(AVAILABLE DATA Opens)

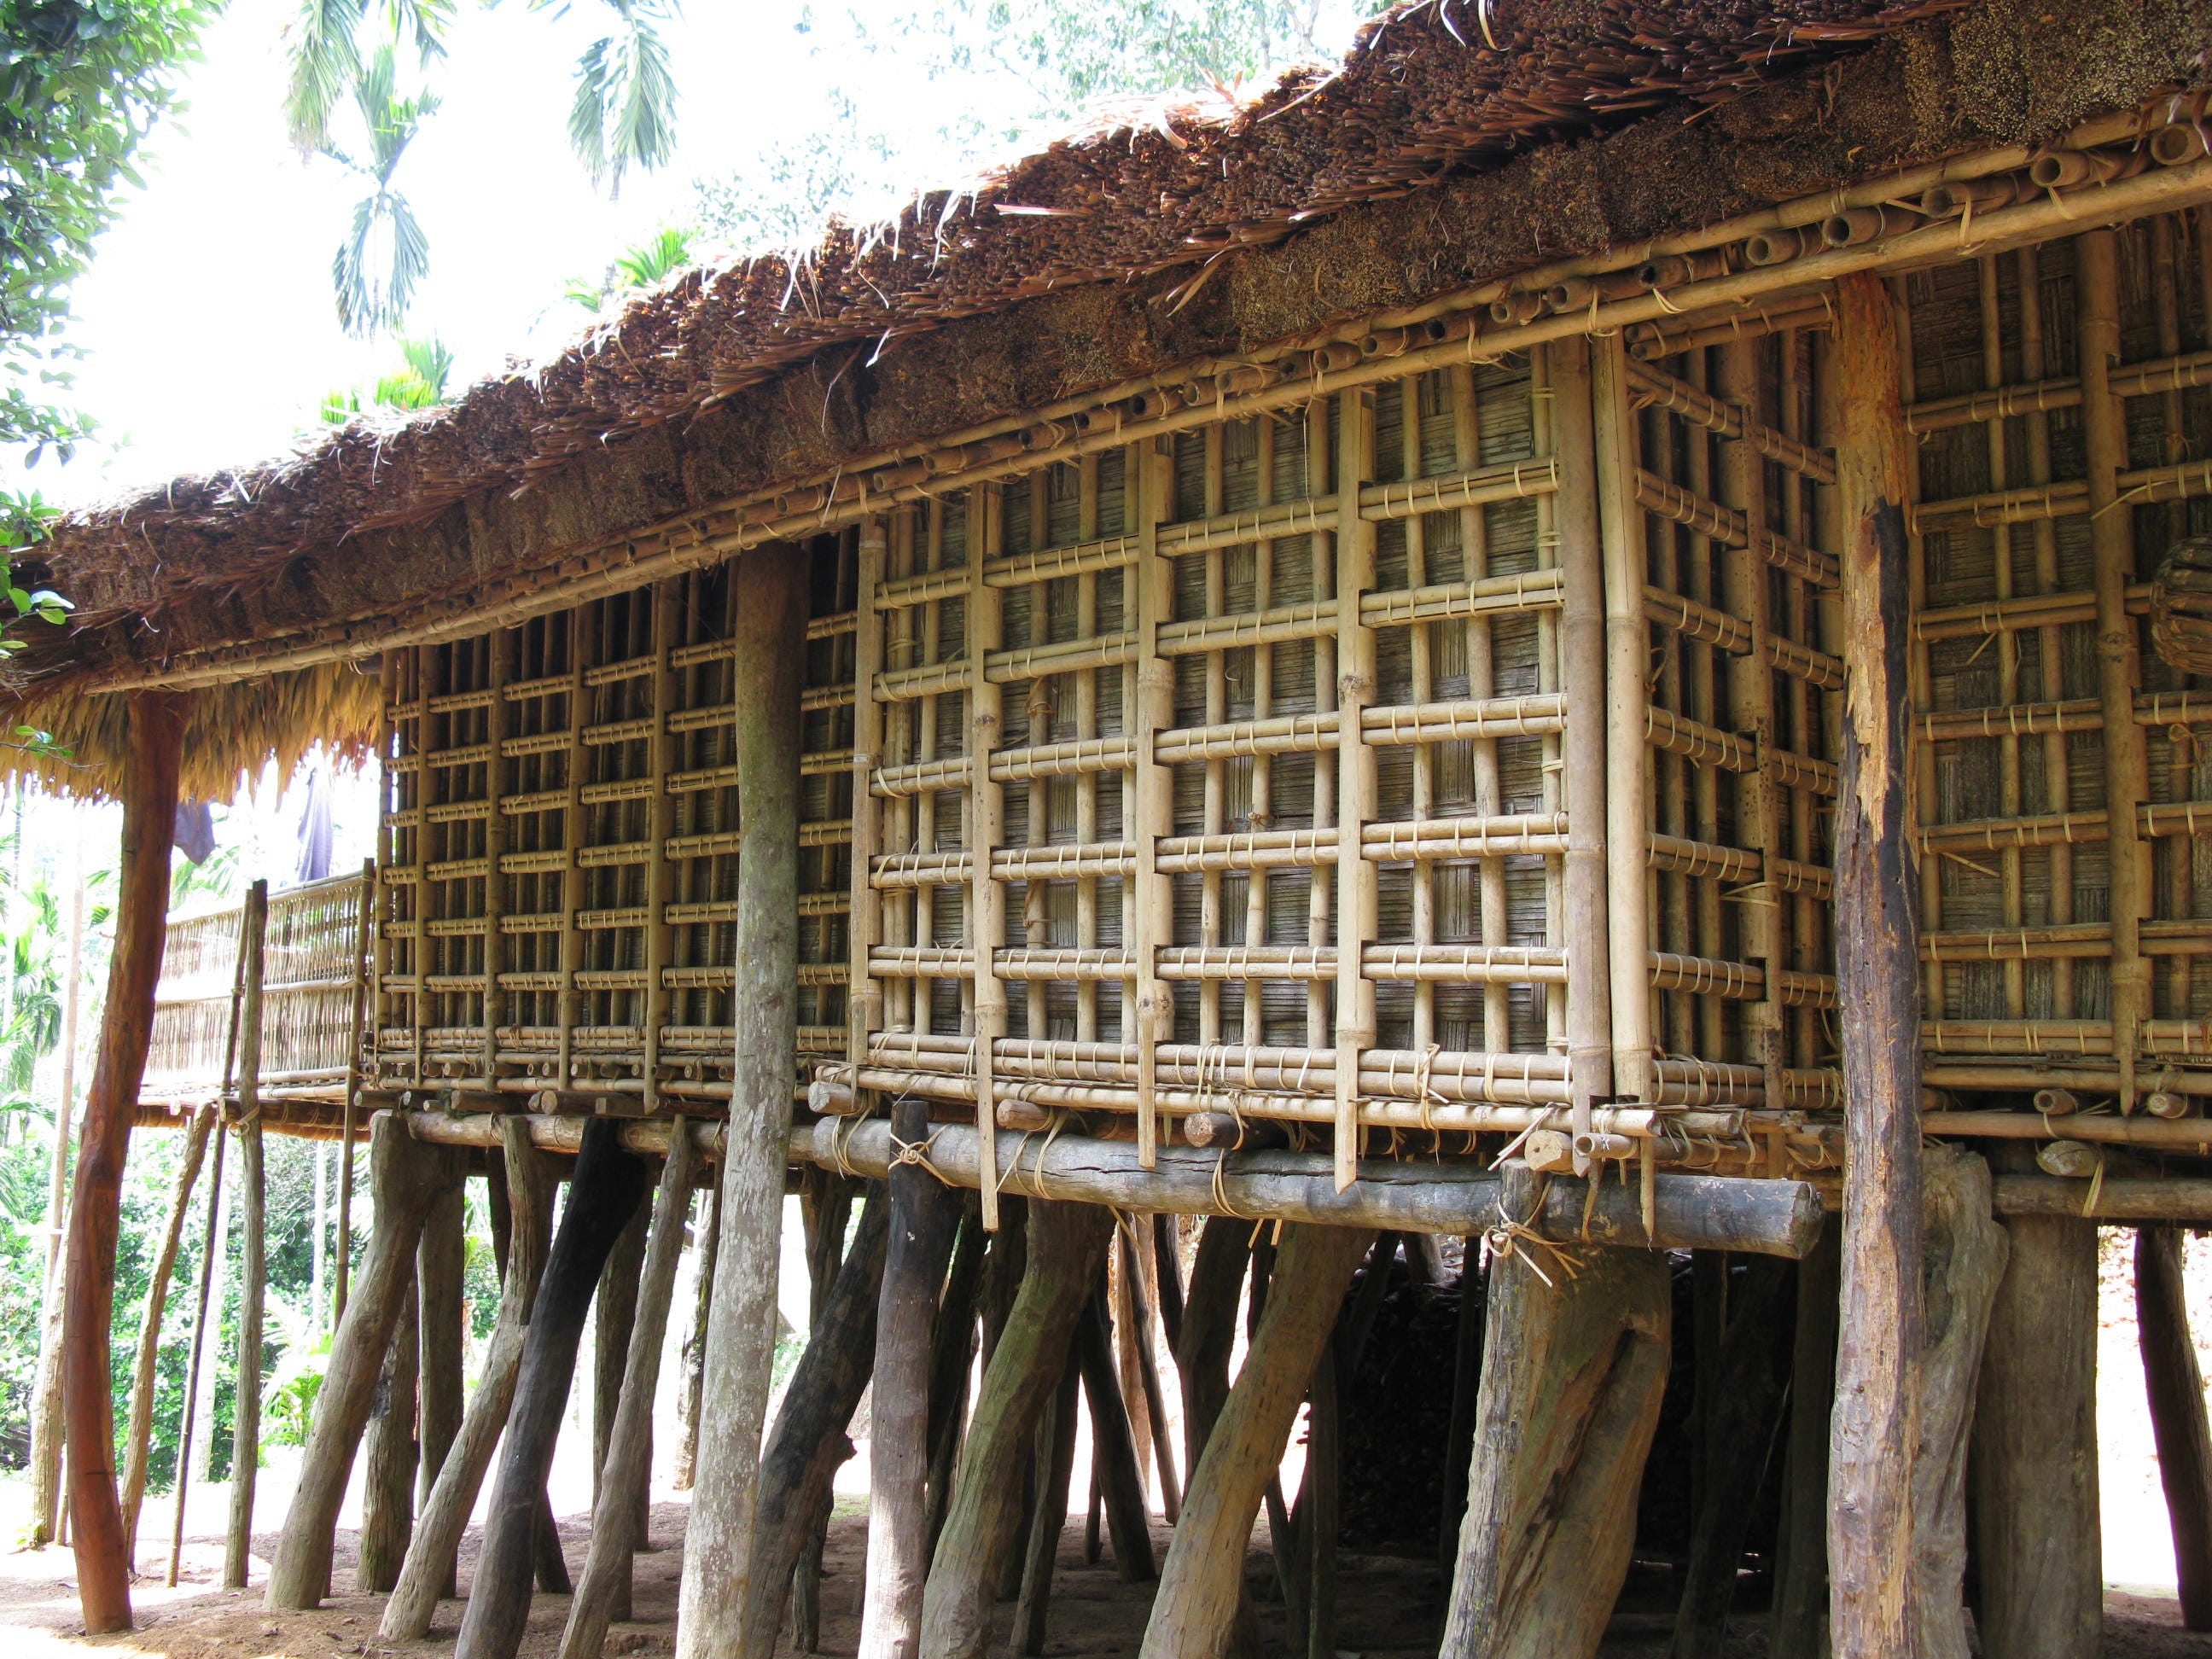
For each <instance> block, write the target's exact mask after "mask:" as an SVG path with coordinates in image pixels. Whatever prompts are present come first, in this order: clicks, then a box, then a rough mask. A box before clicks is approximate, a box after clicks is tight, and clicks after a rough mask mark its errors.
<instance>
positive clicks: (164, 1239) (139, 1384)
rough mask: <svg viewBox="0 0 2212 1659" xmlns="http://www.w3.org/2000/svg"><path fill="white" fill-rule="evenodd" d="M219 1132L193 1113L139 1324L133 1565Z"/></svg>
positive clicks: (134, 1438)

(AVAILABLE DATA Closes)
(AVAILABLE DATA Opens)

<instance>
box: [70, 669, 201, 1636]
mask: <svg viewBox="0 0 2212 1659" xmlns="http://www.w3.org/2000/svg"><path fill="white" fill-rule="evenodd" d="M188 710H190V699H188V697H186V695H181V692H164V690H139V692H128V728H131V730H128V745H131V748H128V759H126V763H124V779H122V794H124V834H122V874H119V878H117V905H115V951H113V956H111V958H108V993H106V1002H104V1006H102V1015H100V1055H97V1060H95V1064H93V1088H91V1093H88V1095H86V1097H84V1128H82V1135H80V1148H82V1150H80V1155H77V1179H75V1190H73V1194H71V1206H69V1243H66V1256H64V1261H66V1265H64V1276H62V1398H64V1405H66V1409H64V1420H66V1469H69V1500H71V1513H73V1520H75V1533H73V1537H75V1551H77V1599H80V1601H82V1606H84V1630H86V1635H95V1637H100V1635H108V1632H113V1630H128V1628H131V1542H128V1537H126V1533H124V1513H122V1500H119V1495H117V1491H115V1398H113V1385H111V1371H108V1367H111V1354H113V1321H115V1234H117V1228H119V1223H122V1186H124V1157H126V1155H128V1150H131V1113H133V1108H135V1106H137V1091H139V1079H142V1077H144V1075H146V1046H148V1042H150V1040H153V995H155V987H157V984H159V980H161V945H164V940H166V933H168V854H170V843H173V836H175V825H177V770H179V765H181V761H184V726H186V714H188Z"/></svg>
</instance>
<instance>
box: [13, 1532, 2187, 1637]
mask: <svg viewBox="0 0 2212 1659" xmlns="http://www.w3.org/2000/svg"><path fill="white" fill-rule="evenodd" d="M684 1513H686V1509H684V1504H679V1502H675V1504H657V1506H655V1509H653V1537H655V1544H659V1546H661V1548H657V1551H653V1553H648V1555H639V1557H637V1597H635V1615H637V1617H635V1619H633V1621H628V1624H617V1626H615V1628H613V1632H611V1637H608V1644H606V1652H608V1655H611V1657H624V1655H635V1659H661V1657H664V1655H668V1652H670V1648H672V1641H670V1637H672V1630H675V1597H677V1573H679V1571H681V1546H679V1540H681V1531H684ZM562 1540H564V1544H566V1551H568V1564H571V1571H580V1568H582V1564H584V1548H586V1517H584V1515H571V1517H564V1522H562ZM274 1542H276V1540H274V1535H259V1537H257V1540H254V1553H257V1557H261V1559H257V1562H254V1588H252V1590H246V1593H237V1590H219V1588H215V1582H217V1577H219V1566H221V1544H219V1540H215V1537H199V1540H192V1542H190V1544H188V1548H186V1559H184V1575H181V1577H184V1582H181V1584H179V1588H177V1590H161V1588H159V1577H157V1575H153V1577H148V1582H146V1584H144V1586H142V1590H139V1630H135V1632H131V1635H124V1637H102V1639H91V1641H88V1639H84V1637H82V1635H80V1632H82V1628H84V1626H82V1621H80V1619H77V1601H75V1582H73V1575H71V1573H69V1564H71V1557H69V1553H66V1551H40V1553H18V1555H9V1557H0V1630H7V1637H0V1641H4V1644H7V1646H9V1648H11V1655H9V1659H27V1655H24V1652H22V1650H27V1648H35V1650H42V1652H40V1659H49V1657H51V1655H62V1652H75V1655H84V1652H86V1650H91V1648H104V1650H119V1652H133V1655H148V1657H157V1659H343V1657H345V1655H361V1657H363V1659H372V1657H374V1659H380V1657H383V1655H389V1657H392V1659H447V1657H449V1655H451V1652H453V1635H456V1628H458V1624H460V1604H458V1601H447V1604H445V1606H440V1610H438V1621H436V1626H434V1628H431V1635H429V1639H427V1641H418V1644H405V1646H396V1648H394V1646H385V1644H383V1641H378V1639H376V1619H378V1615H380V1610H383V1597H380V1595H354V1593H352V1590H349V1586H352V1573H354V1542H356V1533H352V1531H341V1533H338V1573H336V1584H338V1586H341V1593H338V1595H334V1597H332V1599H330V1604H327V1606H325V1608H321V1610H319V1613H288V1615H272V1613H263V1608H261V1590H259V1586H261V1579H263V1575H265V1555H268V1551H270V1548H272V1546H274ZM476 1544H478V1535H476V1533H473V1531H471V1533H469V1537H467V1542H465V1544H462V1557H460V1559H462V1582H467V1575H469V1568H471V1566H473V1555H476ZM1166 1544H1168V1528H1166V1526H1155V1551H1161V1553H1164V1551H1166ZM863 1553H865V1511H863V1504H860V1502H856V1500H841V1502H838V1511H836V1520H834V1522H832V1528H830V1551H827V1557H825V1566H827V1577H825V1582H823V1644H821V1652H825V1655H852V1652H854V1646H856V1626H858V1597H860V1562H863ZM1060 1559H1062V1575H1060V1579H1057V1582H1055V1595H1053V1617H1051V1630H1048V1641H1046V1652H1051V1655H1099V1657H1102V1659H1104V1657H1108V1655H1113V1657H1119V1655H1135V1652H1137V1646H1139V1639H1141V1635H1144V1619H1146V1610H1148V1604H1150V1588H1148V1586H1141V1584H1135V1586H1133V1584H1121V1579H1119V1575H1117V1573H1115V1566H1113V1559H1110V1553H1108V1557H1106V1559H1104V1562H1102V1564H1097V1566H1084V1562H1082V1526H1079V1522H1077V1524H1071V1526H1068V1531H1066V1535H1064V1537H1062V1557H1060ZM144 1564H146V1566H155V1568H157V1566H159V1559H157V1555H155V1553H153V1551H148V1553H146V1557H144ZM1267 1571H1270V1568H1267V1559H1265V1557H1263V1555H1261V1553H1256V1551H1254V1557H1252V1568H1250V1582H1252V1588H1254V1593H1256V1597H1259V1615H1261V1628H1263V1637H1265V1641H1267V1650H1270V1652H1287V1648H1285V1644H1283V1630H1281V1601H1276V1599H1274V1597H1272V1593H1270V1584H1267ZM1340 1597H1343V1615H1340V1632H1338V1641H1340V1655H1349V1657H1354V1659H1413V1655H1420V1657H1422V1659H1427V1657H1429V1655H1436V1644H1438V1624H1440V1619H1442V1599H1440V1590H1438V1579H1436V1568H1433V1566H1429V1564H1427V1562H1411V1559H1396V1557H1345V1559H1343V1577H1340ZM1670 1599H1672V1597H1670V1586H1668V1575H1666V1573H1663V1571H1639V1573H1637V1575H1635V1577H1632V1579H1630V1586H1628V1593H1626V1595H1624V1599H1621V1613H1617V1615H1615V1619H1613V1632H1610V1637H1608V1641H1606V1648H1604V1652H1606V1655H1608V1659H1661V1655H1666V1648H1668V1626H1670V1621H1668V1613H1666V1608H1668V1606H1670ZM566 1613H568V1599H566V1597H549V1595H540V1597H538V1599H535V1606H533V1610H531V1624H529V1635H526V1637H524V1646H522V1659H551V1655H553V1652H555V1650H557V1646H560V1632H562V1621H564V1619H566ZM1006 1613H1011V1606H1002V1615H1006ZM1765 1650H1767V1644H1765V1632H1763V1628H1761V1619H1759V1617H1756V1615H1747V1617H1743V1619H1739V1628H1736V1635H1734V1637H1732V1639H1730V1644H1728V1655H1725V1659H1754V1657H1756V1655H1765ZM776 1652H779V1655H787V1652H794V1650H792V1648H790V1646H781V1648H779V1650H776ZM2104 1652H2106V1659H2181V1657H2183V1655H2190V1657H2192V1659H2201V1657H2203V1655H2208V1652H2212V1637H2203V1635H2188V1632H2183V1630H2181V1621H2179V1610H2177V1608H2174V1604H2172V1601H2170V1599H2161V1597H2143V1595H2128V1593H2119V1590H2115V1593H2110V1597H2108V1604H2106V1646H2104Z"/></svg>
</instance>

(AVAILABLE DATA Closes)
(AVAILABLE DATA Opens)

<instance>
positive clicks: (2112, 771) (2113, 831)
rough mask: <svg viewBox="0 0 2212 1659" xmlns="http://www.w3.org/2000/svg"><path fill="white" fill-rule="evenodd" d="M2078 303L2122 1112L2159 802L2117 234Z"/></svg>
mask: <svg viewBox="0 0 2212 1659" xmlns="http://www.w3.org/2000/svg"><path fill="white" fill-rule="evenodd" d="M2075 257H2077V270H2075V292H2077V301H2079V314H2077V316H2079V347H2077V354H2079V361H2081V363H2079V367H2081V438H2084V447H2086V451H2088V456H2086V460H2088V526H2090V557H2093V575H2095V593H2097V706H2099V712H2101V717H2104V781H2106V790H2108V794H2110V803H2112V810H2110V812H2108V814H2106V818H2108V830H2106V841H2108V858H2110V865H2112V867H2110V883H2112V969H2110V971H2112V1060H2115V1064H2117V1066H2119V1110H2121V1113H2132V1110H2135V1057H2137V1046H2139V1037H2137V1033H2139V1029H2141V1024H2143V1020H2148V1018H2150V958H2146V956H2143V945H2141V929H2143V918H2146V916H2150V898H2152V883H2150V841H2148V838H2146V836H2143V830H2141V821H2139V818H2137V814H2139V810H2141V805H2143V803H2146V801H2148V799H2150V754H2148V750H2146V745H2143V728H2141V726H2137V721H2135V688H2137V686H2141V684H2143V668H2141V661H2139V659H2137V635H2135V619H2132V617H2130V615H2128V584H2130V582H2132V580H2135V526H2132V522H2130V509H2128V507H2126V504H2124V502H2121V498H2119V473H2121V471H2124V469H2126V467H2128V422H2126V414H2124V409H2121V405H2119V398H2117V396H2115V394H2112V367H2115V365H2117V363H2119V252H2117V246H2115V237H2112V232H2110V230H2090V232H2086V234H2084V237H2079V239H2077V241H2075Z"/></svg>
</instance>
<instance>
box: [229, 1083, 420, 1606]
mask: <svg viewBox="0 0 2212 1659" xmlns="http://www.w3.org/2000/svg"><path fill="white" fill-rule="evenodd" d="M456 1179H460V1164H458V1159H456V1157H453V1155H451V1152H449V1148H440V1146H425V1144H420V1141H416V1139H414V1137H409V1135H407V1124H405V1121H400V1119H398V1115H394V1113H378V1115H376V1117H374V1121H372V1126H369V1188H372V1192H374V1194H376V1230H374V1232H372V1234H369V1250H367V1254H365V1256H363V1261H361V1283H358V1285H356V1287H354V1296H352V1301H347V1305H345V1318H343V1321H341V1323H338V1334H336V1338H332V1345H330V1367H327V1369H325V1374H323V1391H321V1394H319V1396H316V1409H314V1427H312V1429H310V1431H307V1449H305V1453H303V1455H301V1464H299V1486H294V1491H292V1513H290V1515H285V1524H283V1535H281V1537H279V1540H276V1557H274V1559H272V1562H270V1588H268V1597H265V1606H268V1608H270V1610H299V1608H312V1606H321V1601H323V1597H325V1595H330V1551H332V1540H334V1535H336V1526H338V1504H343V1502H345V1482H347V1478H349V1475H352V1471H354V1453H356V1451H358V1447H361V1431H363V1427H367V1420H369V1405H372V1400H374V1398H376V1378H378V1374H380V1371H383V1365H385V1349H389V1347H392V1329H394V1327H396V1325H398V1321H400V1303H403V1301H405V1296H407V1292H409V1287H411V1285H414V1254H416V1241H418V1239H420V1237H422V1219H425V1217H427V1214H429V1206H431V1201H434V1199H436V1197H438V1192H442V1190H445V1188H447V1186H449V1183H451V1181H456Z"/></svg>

(AVAILABLE DATA Closes)

• PROBLEM REQUIREMENTS
Select and copy every line of the data above that contains the word "rough". Uppercase and lowercase count as different.

• TASK OUTPUT
For each <instance> block, write the target's exact mask after "mask:" as an SVG path with coordinates in image pixels. Whatever prompts are present come first, in this order: clicks, then a box, then a rough mask. A box before clicks is approximate, a box after clicks is tight, and clicks after a rough mask mark its errors.
rough mask: <svg viewBox="0 0 2212 1659" xmlns="http://www.w3.org/2000/svg"><path fill="white" fill-rule="evenodd" d="M219 1132L193 1113L139 1324L133 1565Z"/></svg>
rough mask: <svg viewBox="0 0 2212 1659" xmlns="http://www.w3.org/2000/svg"><path fill="white" fill-rule="evenodd" d="M2078 303L2122 1112L2159 802L2117 234Z"/></svg>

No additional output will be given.